- WHAT TO DO -
Rewrite the entries from the start up to and including the line with "67), (76, 53)]]", requests included, multiplying every outline coordinate in the answers by 0.55 and rounding to whole numbers, with halves rounded up. Leave the numbers in the requests and their sample formats unchanged.

WORKING DATA start

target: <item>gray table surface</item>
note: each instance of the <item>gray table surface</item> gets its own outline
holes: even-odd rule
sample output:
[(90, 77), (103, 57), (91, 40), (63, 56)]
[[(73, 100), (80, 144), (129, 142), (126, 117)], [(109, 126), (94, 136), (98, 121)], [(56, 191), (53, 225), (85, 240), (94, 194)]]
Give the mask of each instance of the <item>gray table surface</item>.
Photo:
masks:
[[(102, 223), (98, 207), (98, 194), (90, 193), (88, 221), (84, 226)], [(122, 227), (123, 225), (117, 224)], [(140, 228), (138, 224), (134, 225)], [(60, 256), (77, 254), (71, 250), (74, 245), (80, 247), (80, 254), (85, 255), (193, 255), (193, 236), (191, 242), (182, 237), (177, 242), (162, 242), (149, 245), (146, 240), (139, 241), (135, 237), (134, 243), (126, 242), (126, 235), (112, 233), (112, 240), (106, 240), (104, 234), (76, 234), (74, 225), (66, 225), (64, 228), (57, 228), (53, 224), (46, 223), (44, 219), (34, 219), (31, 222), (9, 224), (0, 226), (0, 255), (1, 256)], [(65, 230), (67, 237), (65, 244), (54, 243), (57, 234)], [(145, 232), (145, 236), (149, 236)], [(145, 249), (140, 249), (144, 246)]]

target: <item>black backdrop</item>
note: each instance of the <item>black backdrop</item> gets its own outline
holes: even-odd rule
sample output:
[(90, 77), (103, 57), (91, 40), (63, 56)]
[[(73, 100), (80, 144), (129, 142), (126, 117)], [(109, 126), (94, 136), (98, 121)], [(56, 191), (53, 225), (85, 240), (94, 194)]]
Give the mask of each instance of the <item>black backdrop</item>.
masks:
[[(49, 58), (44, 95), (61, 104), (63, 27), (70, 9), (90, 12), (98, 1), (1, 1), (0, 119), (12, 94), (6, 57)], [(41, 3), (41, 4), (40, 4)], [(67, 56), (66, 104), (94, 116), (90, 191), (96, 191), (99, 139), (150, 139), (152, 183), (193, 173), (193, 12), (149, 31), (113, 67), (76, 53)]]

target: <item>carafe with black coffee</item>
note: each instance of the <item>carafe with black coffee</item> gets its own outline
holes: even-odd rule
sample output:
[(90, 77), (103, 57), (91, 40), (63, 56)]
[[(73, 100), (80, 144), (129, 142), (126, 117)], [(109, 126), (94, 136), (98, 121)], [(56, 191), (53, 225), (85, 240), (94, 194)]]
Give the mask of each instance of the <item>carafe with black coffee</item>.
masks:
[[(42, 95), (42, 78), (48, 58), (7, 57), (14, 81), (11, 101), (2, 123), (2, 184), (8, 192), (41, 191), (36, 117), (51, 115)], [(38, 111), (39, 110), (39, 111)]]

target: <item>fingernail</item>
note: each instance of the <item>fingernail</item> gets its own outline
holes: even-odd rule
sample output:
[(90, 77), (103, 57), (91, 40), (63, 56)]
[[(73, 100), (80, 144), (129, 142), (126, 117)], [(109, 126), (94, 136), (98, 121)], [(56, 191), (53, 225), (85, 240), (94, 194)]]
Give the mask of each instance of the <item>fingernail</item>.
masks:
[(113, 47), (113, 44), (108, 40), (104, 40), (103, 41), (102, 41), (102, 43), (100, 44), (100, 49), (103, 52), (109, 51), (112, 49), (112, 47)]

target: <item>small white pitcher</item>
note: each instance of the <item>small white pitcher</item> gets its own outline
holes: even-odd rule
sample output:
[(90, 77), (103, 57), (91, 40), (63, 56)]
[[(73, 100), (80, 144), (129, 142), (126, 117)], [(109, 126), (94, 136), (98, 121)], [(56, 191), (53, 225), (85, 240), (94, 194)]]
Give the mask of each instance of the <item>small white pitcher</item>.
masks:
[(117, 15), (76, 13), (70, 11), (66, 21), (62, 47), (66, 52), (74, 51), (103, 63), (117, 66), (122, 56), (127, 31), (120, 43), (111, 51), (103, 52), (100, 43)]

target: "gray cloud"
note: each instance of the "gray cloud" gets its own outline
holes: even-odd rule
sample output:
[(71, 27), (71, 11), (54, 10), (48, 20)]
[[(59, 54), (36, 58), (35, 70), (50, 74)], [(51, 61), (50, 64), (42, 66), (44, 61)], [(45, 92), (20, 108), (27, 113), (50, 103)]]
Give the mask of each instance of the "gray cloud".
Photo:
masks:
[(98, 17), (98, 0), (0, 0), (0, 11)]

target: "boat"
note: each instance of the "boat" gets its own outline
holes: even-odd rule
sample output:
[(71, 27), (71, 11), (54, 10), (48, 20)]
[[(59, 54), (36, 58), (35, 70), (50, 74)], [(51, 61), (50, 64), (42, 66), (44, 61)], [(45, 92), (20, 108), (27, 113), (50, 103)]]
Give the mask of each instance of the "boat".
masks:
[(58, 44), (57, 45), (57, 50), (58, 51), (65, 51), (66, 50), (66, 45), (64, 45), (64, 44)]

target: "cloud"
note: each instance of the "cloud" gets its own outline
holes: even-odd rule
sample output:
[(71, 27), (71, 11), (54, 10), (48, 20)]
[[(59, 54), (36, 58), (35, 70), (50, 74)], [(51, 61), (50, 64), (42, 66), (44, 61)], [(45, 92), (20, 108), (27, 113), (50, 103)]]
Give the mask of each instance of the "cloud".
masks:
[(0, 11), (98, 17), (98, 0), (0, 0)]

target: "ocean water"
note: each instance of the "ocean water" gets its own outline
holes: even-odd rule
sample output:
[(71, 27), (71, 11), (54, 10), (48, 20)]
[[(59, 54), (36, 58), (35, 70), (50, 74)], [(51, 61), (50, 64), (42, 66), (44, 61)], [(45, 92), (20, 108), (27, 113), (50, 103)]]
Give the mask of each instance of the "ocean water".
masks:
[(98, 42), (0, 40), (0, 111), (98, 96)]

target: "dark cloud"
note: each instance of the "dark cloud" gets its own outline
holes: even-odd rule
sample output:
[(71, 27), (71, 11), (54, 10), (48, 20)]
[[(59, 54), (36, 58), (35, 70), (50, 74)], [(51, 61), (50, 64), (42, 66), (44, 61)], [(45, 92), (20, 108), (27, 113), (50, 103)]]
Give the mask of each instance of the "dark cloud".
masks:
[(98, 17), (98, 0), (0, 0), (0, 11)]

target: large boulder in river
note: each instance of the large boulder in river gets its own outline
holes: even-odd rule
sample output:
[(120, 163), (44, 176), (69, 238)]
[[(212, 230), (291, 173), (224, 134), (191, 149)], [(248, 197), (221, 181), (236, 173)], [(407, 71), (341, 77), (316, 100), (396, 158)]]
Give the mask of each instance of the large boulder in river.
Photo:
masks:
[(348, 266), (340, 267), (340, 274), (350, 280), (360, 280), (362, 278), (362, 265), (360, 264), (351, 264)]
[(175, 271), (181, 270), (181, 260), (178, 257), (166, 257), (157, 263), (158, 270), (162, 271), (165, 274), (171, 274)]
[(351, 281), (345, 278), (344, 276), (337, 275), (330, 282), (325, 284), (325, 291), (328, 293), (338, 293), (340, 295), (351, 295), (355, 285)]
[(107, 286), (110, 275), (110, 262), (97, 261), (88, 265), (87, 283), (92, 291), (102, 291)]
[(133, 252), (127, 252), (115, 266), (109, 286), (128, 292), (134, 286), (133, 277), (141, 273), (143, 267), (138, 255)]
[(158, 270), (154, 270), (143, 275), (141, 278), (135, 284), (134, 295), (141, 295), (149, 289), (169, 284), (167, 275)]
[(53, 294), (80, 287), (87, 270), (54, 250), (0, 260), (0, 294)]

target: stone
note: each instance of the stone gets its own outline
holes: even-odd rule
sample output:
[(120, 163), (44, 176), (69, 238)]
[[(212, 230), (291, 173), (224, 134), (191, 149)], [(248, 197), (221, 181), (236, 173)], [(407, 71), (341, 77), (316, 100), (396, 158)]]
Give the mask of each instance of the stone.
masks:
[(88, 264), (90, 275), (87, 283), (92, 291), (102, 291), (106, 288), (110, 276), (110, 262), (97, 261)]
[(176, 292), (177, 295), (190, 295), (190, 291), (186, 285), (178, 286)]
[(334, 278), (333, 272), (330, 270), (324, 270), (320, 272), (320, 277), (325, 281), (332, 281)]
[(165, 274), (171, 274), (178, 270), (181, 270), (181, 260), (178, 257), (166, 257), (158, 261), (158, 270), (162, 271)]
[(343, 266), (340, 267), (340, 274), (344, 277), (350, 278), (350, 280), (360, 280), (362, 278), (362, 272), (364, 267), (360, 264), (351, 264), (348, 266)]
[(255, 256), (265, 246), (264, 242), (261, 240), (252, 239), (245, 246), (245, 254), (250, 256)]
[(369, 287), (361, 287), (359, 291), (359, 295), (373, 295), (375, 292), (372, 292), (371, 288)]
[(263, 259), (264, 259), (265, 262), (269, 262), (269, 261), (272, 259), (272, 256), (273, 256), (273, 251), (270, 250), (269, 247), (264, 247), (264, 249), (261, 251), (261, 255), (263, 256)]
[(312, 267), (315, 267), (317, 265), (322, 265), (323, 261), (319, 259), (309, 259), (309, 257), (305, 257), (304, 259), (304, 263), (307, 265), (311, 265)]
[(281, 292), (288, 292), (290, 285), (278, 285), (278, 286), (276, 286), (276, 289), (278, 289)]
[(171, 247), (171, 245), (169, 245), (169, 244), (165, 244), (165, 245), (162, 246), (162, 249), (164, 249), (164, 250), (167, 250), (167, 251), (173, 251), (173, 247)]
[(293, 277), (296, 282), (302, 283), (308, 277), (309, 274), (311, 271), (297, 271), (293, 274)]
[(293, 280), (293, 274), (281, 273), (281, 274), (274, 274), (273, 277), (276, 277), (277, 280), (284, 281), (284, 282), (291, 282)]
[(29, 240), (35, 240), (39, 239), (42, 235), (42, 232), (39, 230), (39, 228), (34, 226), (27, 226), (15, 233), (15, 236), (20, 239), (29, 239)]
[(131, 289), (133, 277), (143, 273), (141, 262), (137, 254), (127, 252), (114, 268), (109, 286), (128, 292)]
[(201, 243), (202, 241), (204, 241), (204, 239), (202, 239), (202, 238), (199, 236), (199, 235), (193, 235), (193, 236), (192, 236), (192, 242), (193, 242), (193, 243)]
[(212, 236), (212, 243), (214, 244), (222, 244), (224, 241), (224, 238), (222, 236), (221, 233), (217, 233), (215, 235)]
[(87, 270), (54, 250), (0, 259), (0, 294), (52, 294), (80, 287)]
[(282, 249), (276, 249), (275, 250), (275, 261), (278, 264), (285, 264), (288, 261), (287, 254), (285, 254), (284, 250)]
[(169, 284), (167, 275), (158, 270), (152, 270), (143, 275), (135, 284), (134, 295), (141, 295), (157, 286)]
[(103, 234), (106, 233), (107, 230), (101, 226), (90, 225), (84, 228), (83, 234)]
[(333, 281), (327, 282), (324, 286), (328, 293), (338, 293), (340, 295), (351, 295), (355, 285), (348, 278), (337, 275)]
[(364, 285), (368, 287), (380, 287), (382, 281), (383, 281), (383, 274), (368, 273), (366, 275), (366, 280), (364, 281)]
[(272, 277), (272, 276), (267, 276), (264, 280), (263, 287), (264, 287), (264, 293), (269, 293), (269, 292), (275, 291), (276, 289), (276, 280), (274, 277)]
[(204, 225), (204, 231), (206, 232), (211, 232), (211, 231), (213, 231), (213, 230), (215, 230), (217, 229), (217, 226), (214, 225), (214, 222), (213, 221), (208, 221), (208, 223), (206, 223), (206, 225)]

WORKING DATA end

- THE OUTPUT -
target: <item>gray table surface</item>
note: each instance of the <item>gray table surface</item> gets its own outline
holes: even-odd rule
sample output:
[(90, 77), (103, 57), (91, 40), (63, 56)]
[[(73, 100), (80, 144), (129, 142), (126, 117)], [(109, 126), (94, 136), (98, 121)], [(56, 191), (53, 225), (85, 240), (94, 194)]]
Give the mask of each instance of the <item>gray table surface</item>.
Photo:
masks:
[[(56, 123), (54, 114), (54, 107), (50, 106), (48, 122), (46, 124)], [(67, 125), (68, 124), (64, 123)], [(77, 125), (76, 123), (74, 124)], [(33, 141), (42, 140), (39, 138), (41, 135), (44, 136), (44, 140), (47, 140), (106, 140), (106, 130), (105, 133), (100, 130), (97, 133), (89, 133), (82, 135), (80, 132), (76, 133), (74, 130), (74, 134), (69, 133), (69, 129), (62, 128), (62, 132), (58, 132), (57, 129), (42, 129), (41, 124), (36, 124), (35, 125), (31, 125), (29, 123), (25, 123), (24, 120), (19, 120), (17, 122), (5, 123), (0, 124), (0, 140), (1, 141)], [(36, 127), (37, 130), (36, 134), (30, 134), (31, 129)], [(80, 128), (80, 130), (82, 130)], [(80, 137), (77, 137), (79, 135)]]

target: <item>black backdrop</item>
note: each instance of the <item>black backdrop</item> gets its own outline
holes: even-odd rule
sample output:
[(90, 77), (103, 57), (91, 40), (63, 56)]
[[(73, 100), (80, 144), (129, 142), (126, 117)], [(109, 126), (94, 136), (98, 121)], [(56, 191), (53, 225), (85, 240), (94, 194)]]
Give the mask of each instance of the <item>black backdrop</item>.
masks:
[[(27, 32), (24, 52), (34, 57), (35, 15), (39, 5), (50, 7), (54, 1), (1, 1), (0, 65), (7, 52), (3, 31)], [(23, 2), (23, 2), (22, 2)], [(37, 31), (36, 57), (52, 64), (50, 105), (53, 105), (54, 76), (83, 76), (84, 101), (106, 95), (106, 7), (82, 17), (62, 37), (42, 29)]]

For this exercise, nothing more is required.